* Work to complete: Where the word "instance" occurs in a line of the data, return the whole line.

(Extracted material Opens)

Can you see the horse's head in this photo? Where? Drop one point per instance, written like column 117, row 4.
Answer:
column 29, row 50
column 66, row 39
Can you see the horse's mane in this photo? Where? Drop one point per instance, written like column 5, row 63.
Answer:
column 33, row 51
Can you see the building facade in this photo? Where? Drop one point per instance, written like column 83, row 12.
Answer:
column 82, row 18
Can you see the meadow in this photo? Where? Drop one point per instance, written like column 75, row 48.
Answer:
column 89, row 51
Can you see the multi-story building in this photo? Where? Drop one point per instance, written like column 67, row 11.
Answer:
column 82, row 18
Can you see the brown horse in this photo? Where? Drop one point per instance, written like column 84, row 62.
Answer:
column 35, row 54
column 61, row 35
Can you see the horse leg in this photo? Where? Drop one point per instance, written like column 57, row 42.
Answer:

(Extracted material Closes)

* Response box:
Can you see the horse's head in this photo? Where? Drop one point per instance, written like column 117, row 4.
Can you see the horse's mane in this photo? Where? Drop one point per instance, written like column 5, row 63.
Can you see the building facade in this photo? Where? Drop one point per instance, written like column 83, row 12.
Can you see the meadow in this photo? Where? Drop one point per instance, written like column 75, row 48.
Can you see the multi-story building in this photo? Where? Drop one point per instance, written like column 67, row 11.
Can you see the brown horse in this photo? Where? Drop one point per instance, written like column 84, row 62.
Can you see the horse leg in this photo? Where? Drop one point per instance, written like column 57, row 42.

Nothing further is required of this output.